Data records:

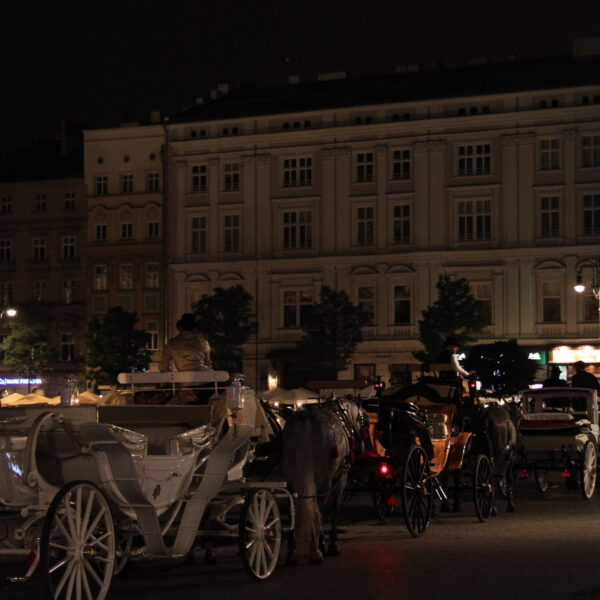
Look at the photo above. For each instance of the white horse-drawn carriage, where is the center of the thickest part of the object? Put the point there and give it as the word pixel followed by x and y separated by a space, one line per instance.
pixel 83 489
pixel 560 432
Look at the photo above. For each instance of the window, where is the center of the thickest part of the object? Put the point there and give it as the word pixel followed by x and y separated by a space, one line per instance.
pixel 5 293
pixel 101 232
pixel 550 216
pixel 67 346
pixel 591 214
pixel 39 248
pixel 364 167
pixel 152 331
pixel 295 303
pixel 100 277
pixel 590 151
pixel 483 293
pixel 474 159
pixel 199 234
pixel 297 229
pixel 152 275
pixel 551 299
pixel 126 302
pixel 126 276
pixel 150 303
pixel 126 231
pixel 231 180
pixel 40 290
pixel 550 154
pixel 199 178
pixel 5 250
pixel 590 307
pixel 402 305
pixel 366 304
pixel 69 201
pixel 127 183
pixel 297 171
pixel 69 287
pixel 365 222
pixel 153 181
pixel 101 185
pixel 232 233
pixel 401 224
pixel 401 164
pixel 474 220
pixel 68 246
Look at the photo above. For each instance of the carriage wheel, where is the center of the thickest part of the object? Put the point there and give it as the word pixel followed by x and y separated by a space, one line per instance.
pixel 417 491
pixel 589 462
pixel 78 544
pixel 541 480
pixel 483 487
pixel 260 534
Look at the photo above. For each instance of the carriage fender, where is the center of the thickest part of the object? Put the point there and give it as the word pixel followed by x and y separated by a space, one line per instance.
pixel 459 448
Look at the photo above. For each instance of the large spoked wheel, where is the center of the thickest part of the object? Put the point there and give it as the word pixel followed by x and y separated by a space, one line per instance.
pixel 589 463
pixel 77 554
pixel 417 491
pixel 483 487
pixel 541 480
pixel 260 534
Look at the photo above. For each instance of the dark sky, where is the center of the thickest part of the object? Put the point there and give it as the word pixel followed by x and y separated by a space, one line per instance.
pixel 101 62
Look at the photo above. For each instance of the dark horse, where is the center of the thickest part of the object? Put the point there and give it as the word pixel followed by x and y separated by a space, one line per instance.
pixel 317 445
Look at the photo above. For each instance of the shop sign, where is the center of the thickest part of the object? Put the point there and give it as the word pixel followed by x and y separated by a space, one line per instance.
pixel 566 354
pixel 20 381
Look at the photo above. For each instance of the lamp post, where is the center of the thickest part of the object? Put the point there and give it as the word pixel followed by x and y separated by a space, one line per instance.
pixel 580 287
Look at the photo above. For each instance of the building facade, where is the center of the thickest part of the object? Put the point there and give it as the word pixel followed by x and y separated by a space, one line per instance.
pixel 123 173
pixel 42 257
pixel 379 186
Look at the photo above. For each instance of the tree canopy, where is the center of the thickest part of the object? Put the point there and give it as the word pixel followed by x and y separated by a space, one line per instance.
pixel 226 320
pixel 115 345
pixel 27 346
pixel 503 367
pixel 455 313
pixel 332 330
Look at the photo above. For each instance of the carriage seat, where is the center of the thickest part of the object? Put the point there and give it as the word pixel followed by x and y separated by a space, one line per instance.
pixel 166 429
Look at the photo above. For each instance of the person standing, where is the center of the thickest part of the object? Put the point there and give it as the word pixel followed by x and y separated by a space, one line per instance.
pixel 583 378
pixel 554 380
pixel 187 351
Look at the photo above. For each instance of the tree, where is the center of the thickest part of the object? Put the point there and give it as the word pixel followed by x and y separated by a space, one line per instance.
pixel 503 367
pixel 27 347
pixel 332 330
pixel 116 346
pixel 455 313
pixel 227 322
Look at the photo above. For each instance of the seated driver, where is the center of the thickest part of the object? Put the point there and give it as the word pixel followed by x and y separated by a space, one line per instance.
pixel 449 356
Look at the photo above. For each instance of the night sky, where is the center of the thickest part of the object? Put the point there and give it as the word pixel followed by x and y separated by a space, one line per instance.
pixel 98 63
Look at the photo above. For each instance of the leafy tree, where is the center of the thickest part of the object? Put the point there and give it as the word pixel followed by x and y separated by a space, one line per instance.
pixel 27 347
pixel 503 367
pixel 332 330
pixel 455 313
pixel 116 346
pixel 227 322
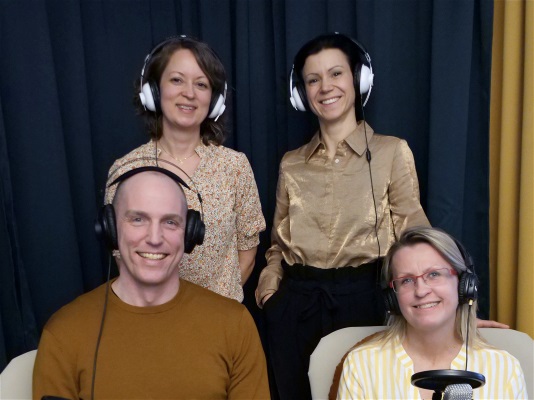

CHALLENGE: Please render every line of the entries above as a Markdown table with the columns Row and Line, omitting blank lines and leaving out the pictures.

OUTPUT BELOW:
| Row | Line |
|---|---|
| 1 | Look at the photo above. For each instance of the white horse-drawn carriage, where is the center of the thickest part of the object? Put the point there and give it as the word pixel followed by x and y separated by a space, one line per instance. |
| 2 | pixel 83 489 |
| 3 | pixel 560 432 |
| 4 | Look at the photo above. For each instance of the window, where is the center of the thickest part of the object? Put the point there and give it as the word pixel followed by x and y separated by a space, one line per instance. |
| 5 | pixel 5 293 |
| 6 | pixel 101 232 |
| 7 | pixel 550 216 |
| 8 | pixel 67 346 |
| 9 | pixel 591 214 |
| 10 | pixel 39 248 |
| 11 | pixel 364 167 |
| 12 | pixel 152 331 |
| 13 | pixel 295 303 |
| 14 | pixel 100 277 |
| 15 | pixel 590 151 |
| 16 | pixel 483 293 |
| 17 | pixel 474 159 |
| 18 | pixel 199 234 |
| 19 | pixel 297 229 |
| 20 | pixel 152 275 |
| 21 | pixel 551 299 |
| 22 | pixel 126 302 |
| 23 | pixel 126 276 |
| 24 | pixel 150 303 |
| 25 | pixel 126 231 |
| 26 | pixel 231 180 |
| 27 | pixel 40 290 |
| 28 | pixel 550 154 |
| 29 | pixel 199 178 |
| 30 | pixel 5 250 |
| 31 | pixel 590 307 |
| 32 | pixel 402 305 |
| 33 | pixel 366 304 |
| 34 | pixel 69 201 |
| 35 | pixel 127 183 |
| 36 | pixel 297 171 |
| 37 | pixel 69 287 |
| 38 | pixel 365 222 |
| 39 | pixel 153 181 |
| 40 | pixel 101 185 |
| 41 | pixel 232 233 |
| 42 | pixel 401 224 |
| 43 | pixel 401 164 |
| 44 | pixel 474 220 |
| 45 | pixel 68 246 |
| 46 | Look at the photo above. For each instance of the carriage wheel, where is the center of the thickest part of the object? Put the point there and give it as the word pixel followed by x and y separated by a space, one line per instance. |
| 47 | pixel 417 491 |
| 48 | pixel 589 462 |
| 49 | pixel 78 544 |
| 50 | pixel 541 480 |
| 51 | pixel 483 487 |
| 52 | pixel 260 534 |
| 53 | Look at the photo above. For each instance of the carriage fender, where is the center of the thickest part of the object? Put the point there and give it as the word pixel followed by x and y separated by a space, one line per instance. |
| 54 | pixel 459 448 |
| 55 | Look at the photo above. For each instance of the large spoked wheel, where is the center of the thickest part of the object? Put the point there and give it as the word pixel followed by x and y separated by a space, one line per instance. |
| 56 | pixel 589 463 |
| 57 | pixel 77 554 |
| 58 | pixel 417 491 |
| 59 | pixel 483 487 |
| 60 | pixel 541 480 |
| 61 | pixel 260 534 |
| 62 | Look at the photo above. For each instance of the dark sky, where is the center of the thickest part of the object? Put the point there and give it as the word pixel followed by x and y separated by a space, one line per instance. |
| 63 | pixel 101 62 |
| 64 | Look at the photo above. For each instance of the dark horse, where is the center of the thickest part of the object? Put the point there and give it as the word pixel followed by x and y separated by a space, one line per instance. |
| 65 | pixel 317 445 |
| 66 | Look at the photo above. For each instance of the shop sign, where is the center of the thickest part of the object? Put the point there and give it as the word pixel followed by x and y separated by a space, one line per instance. |
| 67 | pixel 566 354 |
| 68 | pixel 20 381 |
| 69 | Look at the photo above. For each instance of the lamp post, where is the center of the thickest part of the object? Put the point there and give it as the word pixel followed by x and y separated by a space, one line per instance. |
| 70 | pixel 580 287 |
| 71 | Look at the photo above. For each instance of the building facade, where is the center of the thickest part of the object? Put the point there and give it as the word pixel followed by x and y separated by a space, one line per instance. |
| 72 | pixel 123 173 |
| 73 | pixel 42 257 |
| 74 | pixel 379 186 |
| 75 | Look at the photo above. For each instance of the tree canopy, where is the center of the thickest part of the object? Put the point there and give it as the word pixel followed by x and y separated by a space, one line per instance. |
| 76 | pixel 226 320 |
| 77 | pixel 115 345 |
| 78 | pixel 27 346 |
| 79 | pixel 503 367 |
| 80 | pixel 455 313 |
| 81 | pixel 332 330 |
| 82 | Look at the photo above. For each instance of the carriage seat, where is the center of the thickest part of the object? Put the point there and give it as the word pixel followed by x and y separated by a space, one line per instance. |
| 83 | pixel 166 429 |
| 84 | Look at the photo above. For each instance of the person standing, where is the center of the thickest part of the object? Put the point there and give it as the word pixel followed by x and y separated by a space, one line per instance. |
| 85 | pixel 583 378 |
| 86 | pixel 554 380 |
| 87 | pixel 187 351 |
| 88 | Look at the photo above. For each instance of the tree, where is the center of the thickest part of the object? Put the point there and give it as the word pixel followed by x and y separated by a space, one line per instance. |
| 89 | pixel 503 367 |
| 90 | pixel 27 347 |
| 91 | pixel 332 330 |
| 92 | pixel 116 346 |
| 93 | pixel 455 313 |
| 94 | pixel 227 322 |
| 95 | Look at the photo above. For each instance of the seated driver, where is the center of the thickest part of the object? Put the point there and give it as the word pixel followed by x and y separated by a space, one line per instance. |
| 96 | pixel 449 356 |
| 97 | Look at the photo above. For each instance of the night sky, where is the center of the thickest part of the object? Put the point there and give it as the word pixel followed by x and y separated by a space, one line per instance. |
| 98 | pixel 98 63 |
| 99 | Look at the photo above. For each instance of the leafy tree, where is the center of the thickest part of the object? Put the point there and give it as the word pixel followed by x and y separated by a space, one line per instance. |
| 100 | pixel 27 347 |
| 101 | pixel 503 367 |
| 102 | pixel 332 330 |
| 103 | pixel 455 313 |
| 104 | pixel 116 346 |
| 105 | pixel 227 322 |